### Source text
>> Start
While in Italy, Van Dyck used a sketchbook which today is in the British Museum in London. It allows us to study the young Flemish painter's reactions to what he saw in Italy. The most remarkable feature of the Italian Sketchbook is the single-mindedness of Van Dyck. During his years in Italy, Rubens had been responsive to the wide range of visual experience - antique, Renaissance and post-Renaissance art - available to him. By contrast, the 22-year-old Van Dyck was already largely formed as an artist and knew what he was looking for in Italy; and what he was looking for was the work of the Venetian High Renaissance painters, and above all Titian. He made dozens of sketches of paintings by Titian which he saw in Rome, Venice and elsewhere. He also made painted copies after Titian.
>> End
### Data records
>> Start
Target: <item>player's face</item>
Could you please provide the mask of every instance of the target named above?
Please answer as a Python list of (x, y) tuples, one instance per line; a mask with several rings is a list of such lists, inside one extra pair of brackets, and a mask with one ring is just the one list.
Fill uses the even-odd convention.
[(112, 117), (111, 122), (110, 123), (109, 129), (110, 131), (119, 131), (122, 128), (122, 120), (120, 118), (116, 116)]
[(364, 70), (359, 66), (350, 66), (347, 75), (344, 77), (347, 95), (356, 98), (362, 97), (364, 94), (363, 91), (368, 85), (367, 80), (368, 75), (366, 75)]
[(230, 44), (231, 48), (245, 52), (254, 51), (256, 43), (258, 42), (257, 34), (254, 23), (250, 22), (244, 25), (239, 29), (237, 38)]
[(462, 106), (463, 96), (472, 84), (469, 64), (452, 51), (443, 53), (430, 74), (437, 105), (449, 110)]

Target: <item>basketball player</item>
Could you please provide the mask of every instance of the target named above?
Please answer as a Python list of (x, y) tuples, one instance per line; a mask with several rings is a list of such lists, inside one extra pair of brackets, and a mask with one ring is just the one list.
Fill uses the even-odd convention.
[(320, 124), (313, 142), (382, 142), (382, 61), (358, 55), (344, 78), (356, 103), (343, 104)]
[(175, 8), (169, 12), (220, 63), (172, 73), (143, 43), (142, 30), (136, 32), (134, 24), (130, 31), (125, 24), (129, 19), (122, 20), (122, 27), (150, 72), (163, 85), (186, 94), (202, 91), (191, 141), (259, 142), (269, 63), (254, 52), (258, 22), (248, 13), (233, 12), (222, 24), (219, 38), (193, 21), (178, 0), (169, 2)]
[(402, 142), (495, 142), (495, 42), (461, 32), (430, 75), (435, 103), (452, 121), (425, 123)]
>> End
### Problem to work on
Does each statement agree with the passage on Van Dyck's Italian Sketchbook? (a) The sketchbook Van Dyck used in Italy is now kept in the British Museum. (b) Like Rubens, Van Dyck responded in Italy to a wide range of art. (c) Van Dyck made painted copies after Titian. Answer yes or no for each, quoting the words of the passage that decide it. The items are separate material from the passage on Van Dyck's Italian Sketchbook.

### Solution to this task
(a) Yes: "a sketchbook which today is in the British Museum in London"
(b) No: "By contrast, the 22-year-old Van Dyck was already largely formed as an artist and knew what he was looking for in Italy"
(c) Yes: "He also made painted copies after Titian."